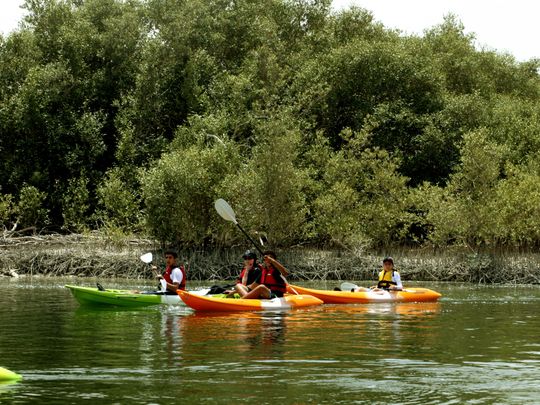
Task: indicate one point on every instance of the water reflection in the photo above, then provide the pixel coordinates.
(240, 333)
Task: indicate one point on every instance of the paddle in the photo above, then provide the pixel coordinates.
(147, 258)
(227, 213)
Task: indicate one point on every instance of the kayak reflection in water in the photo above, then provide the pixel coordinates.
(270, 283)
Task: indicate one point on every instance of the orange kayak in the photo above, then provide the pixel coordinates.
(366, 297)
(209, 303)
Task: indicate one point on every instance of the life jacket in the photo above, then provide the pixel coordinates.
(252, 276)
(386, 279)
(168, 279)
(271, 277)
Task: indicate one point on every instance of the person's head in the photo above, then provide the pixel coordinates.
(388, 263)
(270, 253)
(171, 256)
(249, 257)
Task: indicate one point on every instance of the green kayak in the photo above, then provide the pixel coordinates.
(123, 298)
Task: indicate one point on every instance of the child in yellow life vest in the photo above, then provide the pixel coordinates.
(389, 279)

> **Stated exercise**: Recast all the items above as a two-column CSV with the headers item_text and answer, one row per item, with each item's wording and its answer in their own quoted fields and line breaks turned into spaces. Leave the pictures out.

> **The result**:
item_text,answer
"Task: indicate one point on every instance of the water reflection in the photo above, then provide the pixel coordinates.","(240, 333)"
"Task: indicate one point on every instance of the paddle in the photo above, then provide the pixel coordinates.","(147, 258) (227, 213)"
"Task: indicate one point on every instance of the kayak reflection in water in the photo above, then provide the pixel coordinates.","(270, 283)"
"Task: indicate one point on every instance of the orange kayak in the photo above, then provide the pixel coordinates.","(366, 297) (209, 303)"
"Task: indicate one point on every instance of the life jacket in the photo above, then provide the pixel coordinates.","(252, 276) (386, 279) (168, 279) (271, 277)"
"Task: indicate one point on every instance of the person's head in the photo above, then provide the pixel coordinates.","(388, 263) (270, 253) (171, 256) (249, 257)"
"Task: indicate one point on every instance of the green kayak in the photo above, then provide the pixel coordinates.","(123, 298)"
"Task: indicate one point on every instance of the child in yellow life vest in the photo above, then provide the pixel coordinates.","(389, 279)"